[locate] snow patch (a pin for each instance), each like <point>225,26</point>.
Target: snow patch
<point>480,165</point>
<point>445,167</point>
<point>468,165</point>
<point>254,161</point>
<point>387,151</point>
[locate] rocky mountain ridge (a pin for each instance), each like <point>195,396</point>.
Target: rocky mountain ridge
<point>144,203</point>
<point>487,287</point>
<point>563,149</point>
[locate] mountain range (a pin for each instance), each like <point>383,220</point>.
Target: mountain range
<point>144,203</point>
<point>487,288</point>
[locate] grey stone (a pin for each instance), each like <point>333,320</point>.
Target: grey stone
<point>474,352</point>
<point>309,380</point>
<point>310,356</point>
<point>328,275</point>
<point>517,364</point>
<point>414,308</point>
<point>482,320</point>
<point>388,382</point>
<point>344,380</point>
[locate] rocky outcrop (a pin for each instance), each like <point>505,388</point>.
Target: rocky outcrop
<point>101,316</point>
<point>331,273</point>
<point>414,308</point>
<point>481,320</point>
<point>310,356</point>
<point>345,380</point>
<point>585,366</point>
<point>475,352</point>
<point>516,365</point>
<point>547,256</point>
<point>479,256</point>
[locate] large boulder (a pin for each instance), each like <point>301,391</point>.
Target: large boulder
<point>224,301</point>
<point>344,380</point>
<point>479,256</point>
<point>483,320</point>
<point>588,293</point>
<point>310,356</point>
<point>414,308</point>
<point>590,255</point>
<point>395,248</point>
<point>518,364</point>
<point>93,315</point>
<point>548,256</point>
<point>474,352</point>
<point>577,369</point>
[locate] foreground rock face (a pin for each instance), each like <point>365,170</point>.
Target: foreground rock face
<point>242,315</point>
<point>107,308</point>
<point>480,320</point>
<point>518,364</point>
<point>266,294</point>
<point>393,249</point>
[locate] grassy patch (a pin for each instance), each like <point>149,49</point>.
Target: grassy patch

★ ★ ★ ★ ★

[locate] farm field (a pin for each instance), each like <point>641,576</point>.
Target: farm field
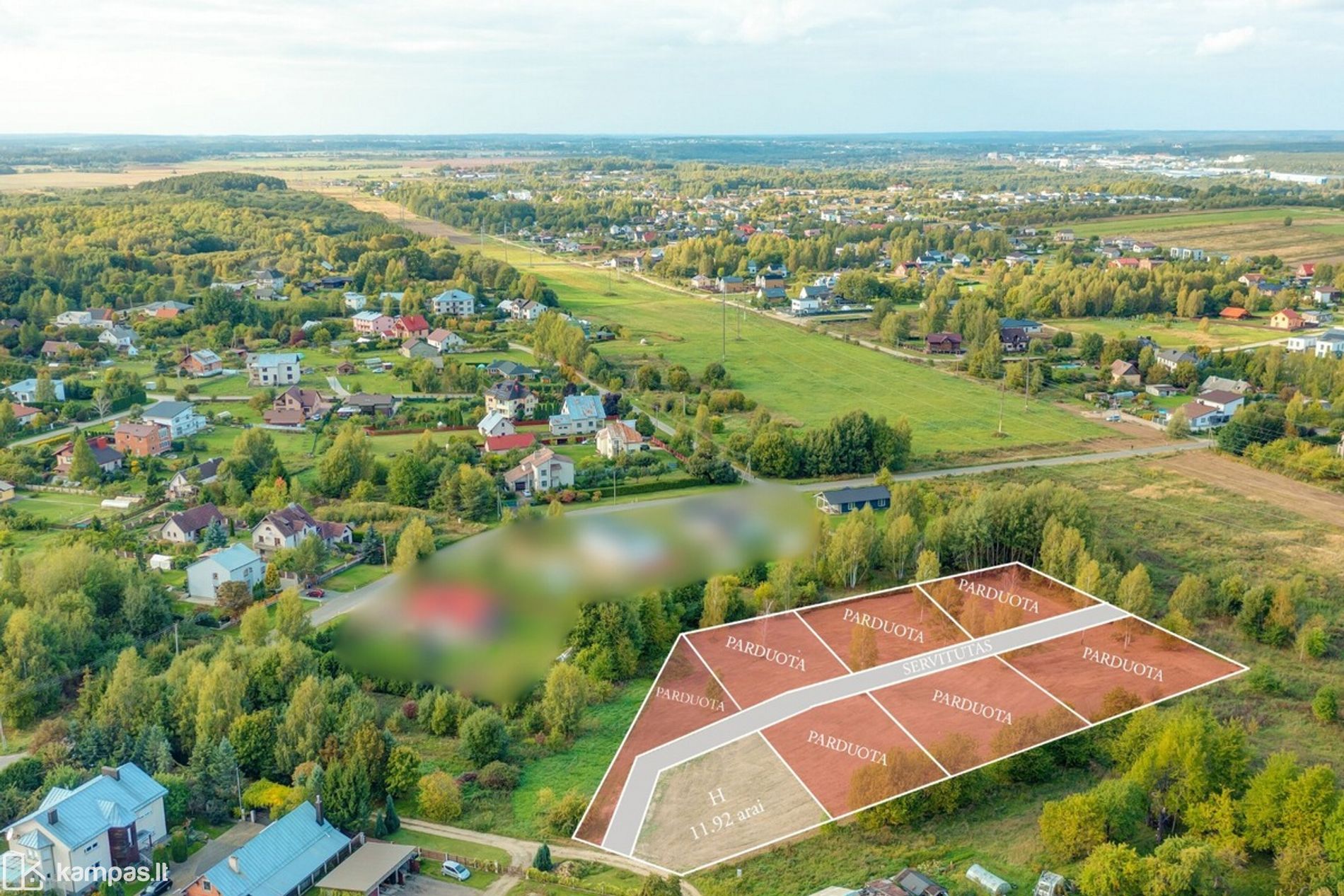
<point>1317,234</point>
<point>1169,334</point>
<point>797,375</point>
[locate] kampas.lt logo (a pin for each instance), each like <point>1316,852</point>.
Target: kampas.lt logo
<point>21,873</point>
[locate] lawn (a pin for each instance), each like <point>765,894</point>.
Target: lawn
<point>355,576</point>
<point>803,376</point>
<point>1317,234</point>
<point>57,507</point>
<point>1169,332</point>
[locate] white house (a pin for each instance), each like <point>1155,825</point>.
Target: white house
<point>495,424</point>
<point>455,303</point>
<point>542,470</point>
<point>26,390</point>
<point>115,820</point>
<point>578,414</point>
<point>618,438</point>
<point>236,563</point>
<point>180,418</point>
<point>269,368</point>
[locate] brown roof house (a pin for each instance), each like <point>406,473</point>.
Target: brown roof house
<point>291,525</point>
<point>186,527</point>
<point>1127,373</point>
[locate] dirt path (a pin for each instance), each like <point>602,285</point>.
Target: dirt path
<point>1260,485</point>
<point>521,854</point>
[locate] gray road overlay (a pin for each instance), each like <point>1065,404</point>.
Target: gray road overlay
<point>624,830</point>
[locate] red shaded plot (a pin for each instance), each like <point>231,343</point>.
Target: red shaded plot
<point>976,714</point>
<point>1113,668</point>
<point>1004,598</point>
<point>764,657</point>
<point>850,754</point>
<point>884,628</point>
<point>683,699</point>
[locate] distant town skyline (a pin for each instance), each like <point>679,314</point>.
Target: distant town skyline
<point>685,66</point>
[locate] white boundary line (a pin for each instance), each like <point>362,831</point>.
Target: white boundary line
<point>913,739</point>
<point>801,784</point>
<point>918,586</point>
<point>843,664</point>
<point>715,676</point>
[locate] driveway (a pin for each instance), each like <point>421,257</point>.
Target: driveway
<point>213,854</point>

★ ★ ★ ★ ★

> What you should do
Report every line of the records above that contains the string "plot", matching its case exactly.

> Expected output
[locate] red shaded plot (a pin for each instance), each like <point>231,343</point>.
Target: red shaded plot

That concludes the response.